STATED PROBLEM:
Copy out every record below, word for word.

Pointing dataset records:
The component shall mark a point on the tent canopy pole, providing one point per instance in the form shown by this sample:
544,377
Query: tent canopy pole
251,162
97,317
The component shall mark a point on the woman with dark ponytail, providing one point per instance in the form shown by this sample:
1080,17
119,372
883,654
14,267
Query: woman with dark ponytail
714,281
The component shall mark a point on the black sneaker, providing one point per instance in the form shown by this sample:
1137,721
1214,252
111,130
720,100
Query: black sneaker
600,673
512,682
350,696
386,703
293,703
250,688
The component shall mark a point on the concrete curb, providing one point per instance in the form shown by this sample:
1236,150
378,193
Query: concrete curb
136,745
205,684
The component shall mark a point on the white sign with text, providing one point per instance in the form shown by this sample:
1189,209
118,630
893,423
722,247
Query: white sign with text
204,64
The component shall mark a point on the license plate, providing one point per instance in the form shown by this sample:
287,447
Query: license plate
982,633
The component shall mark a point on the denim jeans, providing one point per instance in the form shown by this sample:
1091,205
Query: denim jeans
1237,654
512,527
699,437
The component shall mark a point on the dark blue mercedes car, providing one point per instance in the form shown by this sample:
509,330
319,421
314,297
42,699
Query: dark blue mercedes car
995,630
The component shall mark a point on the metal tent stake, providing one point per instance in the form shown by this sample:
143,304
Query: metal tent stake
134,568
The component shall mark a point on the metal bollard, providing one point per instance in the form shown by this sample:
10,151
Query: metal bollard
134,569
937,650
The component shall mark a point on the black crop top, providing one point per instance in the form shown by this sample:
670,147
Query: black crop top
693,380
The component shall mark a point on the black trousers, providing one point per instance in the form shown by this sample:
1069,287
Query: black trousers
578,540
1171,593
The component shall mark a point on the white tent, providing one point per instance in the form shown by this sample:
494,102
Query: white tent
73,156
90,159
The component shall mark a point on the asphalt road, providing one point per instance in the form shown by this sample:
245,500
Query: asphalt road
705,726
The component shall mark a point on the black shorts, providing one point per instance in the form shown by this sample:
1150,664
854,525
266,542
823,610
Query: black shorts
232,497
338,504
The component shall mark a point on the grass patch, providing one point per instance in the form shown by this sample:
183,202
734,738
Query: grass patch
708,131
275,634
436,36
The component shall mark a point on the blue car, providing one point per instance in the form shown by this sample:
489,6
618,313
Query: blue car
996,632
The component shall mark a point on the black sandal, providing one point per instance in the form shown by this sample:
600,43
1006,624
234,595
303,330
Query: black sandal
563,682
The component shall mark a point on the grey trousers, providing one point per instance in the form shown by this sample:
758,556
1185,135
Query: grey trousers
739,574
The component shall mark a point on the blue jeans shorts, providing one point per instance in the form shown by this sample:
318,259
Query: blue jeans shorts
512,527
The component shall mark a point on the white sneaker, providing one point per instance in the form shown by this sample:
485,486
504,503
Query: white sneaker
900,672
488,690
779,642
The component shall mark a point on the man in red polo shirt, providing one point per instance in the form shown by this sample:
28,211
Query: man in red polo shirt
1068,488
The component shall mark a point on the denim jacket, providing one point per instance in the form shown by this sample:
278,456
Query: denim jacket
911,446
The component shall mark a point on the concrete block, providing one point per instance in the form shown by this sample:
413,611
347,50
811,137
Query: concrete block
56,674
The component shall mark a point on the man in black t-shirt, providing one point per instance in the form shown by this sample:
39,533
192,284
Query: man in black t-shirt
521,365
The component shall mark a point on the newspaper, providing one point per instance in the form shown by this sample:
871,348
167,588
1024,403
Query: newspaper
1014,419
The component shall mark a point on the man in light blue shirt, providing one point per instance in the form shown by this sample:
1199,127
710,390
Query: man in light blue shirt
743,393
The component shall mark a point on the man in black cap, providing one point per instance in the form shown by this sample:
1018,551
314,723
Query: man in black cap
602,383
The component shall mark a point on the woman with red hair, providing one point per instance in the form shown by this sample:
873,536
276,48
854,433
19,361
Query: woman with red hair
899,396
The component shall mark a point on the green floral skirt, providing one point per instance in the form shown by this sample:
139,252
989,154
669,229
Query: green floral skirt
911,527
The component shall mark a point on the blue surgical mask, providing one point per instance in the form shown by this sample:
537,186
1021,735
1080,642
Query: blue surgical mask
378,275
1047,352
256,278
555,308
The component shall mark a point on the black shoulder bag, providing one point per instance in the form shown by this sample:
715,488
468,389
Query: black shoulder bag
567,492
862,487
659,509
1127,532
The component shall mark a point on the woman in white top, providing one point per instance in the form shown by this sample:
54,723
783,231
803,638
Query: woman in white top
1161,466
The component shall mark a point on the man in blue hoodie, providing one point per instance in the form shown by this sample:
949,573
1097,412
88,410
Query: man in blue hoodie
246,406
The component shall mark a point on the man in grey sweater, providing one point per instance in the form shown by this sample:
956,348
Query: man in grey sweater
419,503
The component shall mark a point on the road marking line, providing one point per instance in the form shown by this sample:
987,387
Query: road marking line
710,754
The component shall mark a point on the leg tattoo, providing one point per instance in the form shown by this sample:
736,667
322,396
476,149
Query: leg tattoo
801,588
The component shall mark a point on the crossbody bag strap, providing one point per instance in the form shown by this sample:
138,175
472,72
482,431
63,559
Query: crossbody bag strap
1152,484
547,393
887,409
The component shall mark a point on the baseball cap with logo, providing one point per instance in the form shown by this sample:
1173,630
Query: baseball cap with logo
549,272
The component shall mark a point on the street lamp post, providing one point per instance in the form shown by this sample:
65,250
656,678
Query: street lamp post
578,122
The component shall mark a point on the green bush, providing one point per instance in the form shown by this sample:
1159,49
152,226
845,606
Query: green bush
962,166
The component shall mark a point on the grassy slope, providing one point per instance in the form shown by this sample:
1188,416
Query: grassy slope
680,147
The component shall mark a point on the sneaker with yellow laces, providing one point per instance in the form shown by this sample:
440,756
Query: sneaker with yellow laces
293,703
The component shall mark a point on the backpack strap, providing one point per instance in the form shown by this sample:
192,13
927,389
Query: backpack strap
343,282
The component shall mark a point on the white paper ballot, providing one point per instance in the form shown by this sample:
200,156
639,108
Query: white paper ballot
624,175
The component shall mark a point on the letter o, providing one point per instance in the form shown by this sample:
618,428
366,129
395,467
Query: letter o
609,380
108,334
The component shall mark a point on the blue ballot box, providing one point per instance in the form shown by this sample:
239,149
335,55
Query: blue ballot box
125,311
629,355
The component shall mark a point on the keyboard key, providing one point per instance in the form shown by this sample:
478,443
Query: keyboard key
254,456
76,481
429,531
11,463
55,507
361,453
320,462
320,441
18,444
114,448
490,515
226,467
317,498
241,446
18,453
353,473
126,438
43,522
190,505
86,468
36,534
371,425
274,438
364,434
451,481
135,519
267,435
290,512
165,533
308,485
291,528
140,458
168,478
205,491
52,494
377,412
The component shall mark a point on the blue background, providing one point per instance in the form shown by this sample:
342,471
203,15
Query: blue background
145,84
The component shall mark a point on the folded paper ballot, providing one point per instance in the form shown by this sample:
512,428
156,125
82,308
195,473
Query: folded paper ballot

CORRECT ANSWER:
The component shall mark a point on the tent canopy pole, providing one point per instance in the form shown by this sample:
544,377
Query: tent canopy pole
251,162
97,317
The component shall mark a point on the woman with dark ponytail, providing one point per instance in the form shown by this sample:
1080,17
119,372
883,654
14,267
Query: woman with dark ponytail
714,281
The component shall mark a point on the black sneaker, providing one point per instance in the form shown by this sample:
1137,721
1214,252
111,130
720,100
Query: black sneaker
600,673
512,682
350,696
386,703
293,703
250,688
The component shall mark a point on the concrete curb, providing one point per instance in the form shown by this sample:
1236,150
378,193
Query: concrete curb
136,745
205,684
The component shall mark a point on the white sign with text, providing one point per instance in the form shown by this sample:
1189,209
118,630
893,423
722,247
Query: white sign with text
204,64
The component shall mark a point on the license plate, providing one point per instance in the form shown by this sample:
287,447
Query: license plate
982,633
The component shall mark a point on the denim jeans, providing one point per instance in the form shown by this sample:
1091,205
Query: denim jeans
1237,654
512,527
699,437
The component shall mark a point on the dark blue mercedes car, providing one point per instance in the form shown by this sample:
509,330
319,421
314,297
42,699
Query: dark blue mercedes car
995,630
The component shall mark a point on the metal tent stake, providing one point per instance in the form shown by this sample:
143,304
Query: metal tent stake
134,568
The component shall mark a point on the metal bollard, providing one point per instance in the form shown by this sample:
10,151
Query: metal bollard
134,569
937,650
The component shall mark a point on the black crop top, providing one point per instance in the form shown by this sample:
670,147
Query: black crop top
693,380
The component shall mark a point on the black trousers, providing one point per instance in the form shown by this sample:
1069,287
Query: black trousers
578,540
1171,593
The component shall mark a point on the white tent, providing one point per instance in the form shown by this sample:
494,102
Query: white tent
73,156
90,159
The component shall mark a point on the asphalt road, providing one point per instance in the form shown by this sample:
245,500
Query: asphalt road
705,726
The component shall mark a point on the black shorts, providing one point per instance in the form shown by this sample:
1150,664
854,525
266,542
823,610
Query: black shorts
232,497
338,504
The component shall mark a point on the grass patch, providing one point per instance in the form shown by this sample:
183,202
734,738
Query: grass patch
708,131
275,634
436,36
The component shall mark a point on the blue car, providing one point per instance in the form shown by this sample:
489,6
618,313
Query: blue car
996,632
The component shall mark a point on the black sandal, providing one point per instance in the form shown by this sample:
600,43
1006,624
234,595
303,330
Query: black sandal
563,682
The component shall mark a point on the grey trousers, providing one point per instance in the form shown by this sample:
758,556
1185,135
Query: grey trousers
739,574
The component shall mark a point on the blue jeans shorts, providing one point per instance in the form shown by this sample:
318,259
Query: blue jeans shorts
512,527
The component shall mark a point on the white sneaker, providing one point per instance in the form shown by this sample:
485,486
504,503
Query: white sneaker
900,672
488,690
779,642
The component shall mark a point on the man in red polo shirt, providing one point per instance in the form shown by this sample:
28,211
Query: man in red polo shirt
1068,488
The component shall mark a point on the denim jacket, providing one point per instance in the form shown by this sample:
278,456
Query: denim jacket
911,446
The component shall mark a point on the concrete block, providing one point per instance in the form shown by this sample:
413,611
347,50
811,137
Query: concrete block
56,674
The component shall mark a point on the man in black t-shirt, providing one point per instance in the form shown by this sample:
39,533
192,284
Query: man in black t-shirt
521,365
The component shall mark a point on the newspaper, providing one point per instance in the form shown by this sample:
871,348
167,588
1024,403
Query: newspaper
1014,419
The component shall mark a point on the man in light blue shirt, providing one point per instance in the form shown by this sample:
1199,127
710,390
Query: man in light blue shirt
743,393
The component shall mark a point on the man in black cap, providing one point per instance in the form shown by this sample:
1018,551
314,723
Query: man in black cap
602,383
The component shall mark a point on the woman with red hair, providing one point per instance in the form shown by this sample:
873,536
276,48
854,433
19,361
Query: woman with red hair
899,396
The component shall mark a point on the green floral skirt, providing one point per instance in the form shown by this sample:
139,252
989,154
669,229
Query: green floral skirt
911,527
The component shall mark a point on the blue surgical mask, providing one point per instance in the form shown by this sample:
537,186
1021,735
1080,642
Query: blue surgical mask
378,275
1047,352
256,278
555,308
The component shall mark a point on the black shoulder bag, providing one point per instance in the form shown by this sample:
715,488
468,389
Query: black shoulder bag
567,492
862,487
659,509
1127,532
The component shall mark a point on the woman in white top, providing one point per instance in the form shown by this sample:
54,723
783,231
803,638
Query: woman in white top
1161,466
The component shall mark a point on the man in blue hoodie, providing one point per instance in the form shown by this sample:
949,573
1097,412
88,410
Query: man in blue hoodie
246,406
The component shall mark a point on the man in grey sweater, providing one point per instance in the form shown by this sample:
956,348
Query: man in grey sweater
419,503
The component shall mark a point on the road marking line, providing one point per instance in the form shown by this sample:
987,387
Query: road marking line
710,754
The component shall mark a point on the leg tattoo, providing one point per instance in the form shown by this sample:
736,667
322,396
476,149
Query: leg tattoo
801,588
The component shall mark a point on the crossbody bag strap, providing one point per instance in the form shown by this sample:
138,175
472,72
482,431
63,559
Query: crossbody bag strap
1152,484
547,393
887,409
The component shall mark a point on the baseball cap with logo, providing one point per instance in the form shown by this sample:
1173,630
Query: baseball cap with logo
549,272
The component shall mark a point on the street lamp post, providing one point per instance in the form shown by this sample:
65,250
656,678
Query: street lamp post
578,122
The component shall mark a point on the green bush, providing one point per instance in the form shown by this sample:
1159,49
152,226
845,606
Query: green bush
962,166
The component shall mark a point on the grassy slope, providing one point per instance in the form shown by this sample:
1188,416
Query: grassy slope
680,147
The component shall mark a point on the sneaker with yellow laces, providing one point per instance in the form shown by this sample:
440,756
Query: sneaker with yellow laces
293,703
The component shall mark a point on the backpack strap, providing one point per instance in the form shown by this sample:
192,13
927,389
Query: backpack strap
343,282
The component shall mark a point on the white paper ballot, providing one point per instance in the form shown by this sample:
200,156
639,108
Query: white paper ballot
624,175
The component shall mark a point on the letter o, providing one point per instance in the form shown by this sample:
618,428
366,129
395,467
Query: letter o
609,380
108,334
The component shall mark a point on the blue ballot box, providing one point per instance in the form shown by this sample:
239,149
335,55
Query: blue ballot box
125,311
629,355
The component shall mark a point on the keyboard key, providing one point per instance in the form shown by this sample:
478,443
Query: keyboard key
254,456
76,481
429,531
11,463
55,507
361,453
320,462
320,441
18,444
114,448
490,515
226,467
317,498
241,446
18,453
353,473
126,438
43,522
190,505
86,468
36,534
371,425
274,438
364,434
451,481
135,519
267,435
290,512
165,533
308,485
291,528
140,458
168,478
205,491
52,494
377,412
The component shall mark a point on the blue background, providing one point per instance in the form shown by this sample:
342,471
203,15
Query: blue background
145,84
The component shall mark a point on the folded paper ballot, providing one point per instance in the form shown by this sample:
512,428
156,125
82,308
195,473
Query: folded paper ballot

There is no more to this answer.